Exercise brief.
Transcribe all of the records precisely as they are presented.

Exercise inputs.
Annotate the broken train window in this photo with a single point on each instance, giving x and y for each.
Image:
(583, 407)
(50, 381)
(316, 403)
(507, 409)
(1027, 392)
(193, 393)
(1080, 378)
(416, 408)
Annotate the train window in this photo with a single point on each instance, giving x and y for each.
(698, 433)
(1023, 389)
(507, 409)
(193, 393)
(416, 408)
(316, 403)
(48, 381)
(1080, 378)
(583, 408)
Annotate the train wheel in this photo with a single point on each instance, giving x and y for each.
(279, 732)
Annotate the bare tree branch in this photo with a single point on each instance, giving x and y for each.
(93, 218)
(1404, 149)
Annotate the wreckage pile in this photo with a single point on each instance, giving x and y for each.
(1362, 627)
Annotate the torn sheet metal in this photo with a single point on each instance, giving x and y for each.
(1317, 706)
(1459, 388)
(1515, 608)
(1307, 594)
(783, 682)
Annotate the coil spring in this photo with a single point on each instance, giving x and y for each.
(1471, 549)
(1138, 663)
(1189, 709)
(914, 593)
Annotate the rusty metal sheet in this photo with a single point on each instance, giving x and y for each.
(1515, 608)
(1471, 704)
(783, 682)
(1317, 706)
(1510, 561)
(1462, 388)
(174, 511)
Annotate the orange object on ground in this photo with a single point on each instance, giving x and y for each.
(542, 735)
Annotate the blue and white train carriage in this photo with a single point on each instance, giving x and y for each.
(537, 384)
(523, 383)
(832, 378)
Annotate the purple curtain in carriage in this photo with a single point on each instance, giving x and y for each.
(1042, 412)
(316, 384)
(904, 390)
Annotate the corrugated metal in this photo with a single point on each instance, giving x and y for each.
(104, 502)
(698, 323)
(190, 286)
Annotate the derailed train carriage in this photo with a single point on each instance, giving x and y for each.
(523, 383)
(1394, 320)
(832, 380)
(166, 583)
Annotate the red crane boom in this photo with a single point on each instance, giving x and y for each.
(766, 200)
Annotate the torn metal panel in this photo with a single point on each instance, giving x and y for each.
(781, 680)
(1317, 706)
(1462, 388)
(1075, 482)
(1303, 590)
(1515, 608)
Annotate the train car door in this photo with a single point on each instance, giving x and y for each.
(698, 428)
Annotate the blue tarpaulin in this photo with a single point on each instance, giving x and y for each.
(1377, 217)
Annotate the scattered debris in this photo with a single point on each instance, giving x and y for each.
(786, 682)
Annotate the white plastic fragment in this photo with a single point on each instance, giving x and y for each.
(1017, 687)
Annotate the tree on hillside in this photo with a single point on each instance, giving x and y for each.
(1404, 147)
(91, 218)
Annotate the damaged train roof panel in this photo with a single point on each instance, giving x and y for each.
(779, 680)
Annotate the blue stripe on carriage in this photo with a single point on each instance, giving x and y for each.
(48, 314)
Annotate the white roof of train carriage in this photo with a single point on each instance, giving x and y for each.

Solution for this task.
Annotate the broken train window in this photo with a single point on each instance, giving x and y for each.
Image:
(583, 407)
(50, 381)
(316, 403)
(507, 409)
(1027, 392)
(193, 393)
(1080, 378)
(416, 408)
Annotate the train window in this photo with a single point on each instance, giving x and y for each.
(698, 433)
(1023, 389)
(507, 409)
(193, 393)
(416, 408)
(316, 403)
(48, 381)
(1080, 378)
(583, 408)
Annotate the train wheel in this photo with a single point on each instance, giving x and y for each.
(279, 732)
Annotate the bare tree branch in this photo with a single point on each instance, giving x and y for each.
(93, 218)
(1404, 149)
Annotate the wreckage pile in this photo with a single point on each instance, giving x and y for each.
(1362, 627)
Annotate the torn sheet metal in this photo with a single point on each instance, giving x and y for each.
(1317, 706)
(1459, 388)
(1515, 608)
(1307, 594)
(783, 682)
Annotate the coil spring in this photo with a single point on each instance, giving x and y for each.
(1471, 549)
(1138, 663)
(1189, 709)
(914, 593)
Annotate the rusty metal sheet in this photo with a single point on each instance, giving x and y for each.
(1515, 608)
(1471, 704)
(783, 682)
(1317, 706)
(1510, 561)
(1462, 388)
(174, 511)
Annotate the orange object on ground in this photo with a single point on each instance, giving x and y for each.
(542, 735)
Annotate the blue and white train carriage in this photo with a single point on each instance, giving x and y for each.
(537, 384)
(523, 383)
(832, 378)
Annotate the purple curtain in carriage in this photo with a single point on each instance, giving x and y for each.
(1042, 412)
(316, 384)
(904, 390)
Annotate the corrugated metal in this photo with a single point on each instance, giving x and y for each.
(104, 502)
(698, 323)
(190, 286)
Annotate the derailed train carriage in this photo with a single point on each instance, giving x and y for each.
(523, 383)
(1394, 320)
(832, 380)
(166, 583)
Annotate the red crane boom in this photo with a single point on each instance, giving x and y for each.
(766, 200)
Annotate the torn metal panel in this photo with a single point on each instance, giving x and y for each.
(781, 680)
(1317, 706)
(1462, 388)
(1075, 482)
(1303, 590)
(1515, 608)
Annotate the train car door in this photo with a single point on each instance, giving x and y for each.
(698, 428)
Annotate the blue tarpaulin in this photo with a single point on each instance, giving x and y for each.
(1377, 217)
Annotate the scattered debris in this photo with a single point on each instance, giving x and y for each.
(786, 682)
Annotate the white plastic fragment in this photo with a single point on each instance, giving x and y for each.
(1017, 687)
Annotate the tree on hillside in this photo with a single point on each instance, giving x and y for each.
(1404, 147)
(91, 218)
Annotate the damaged train roof panel in this photo with a single point on each instance, giving x and y for each.
(779, 680)
Annotate the blue stripe on carriage in this photo with a single point on each instance, giving x and y for each.
(48, 314)
Annotate the white roof of train carriage in this photo with a single point on each instance, giving x and y for each.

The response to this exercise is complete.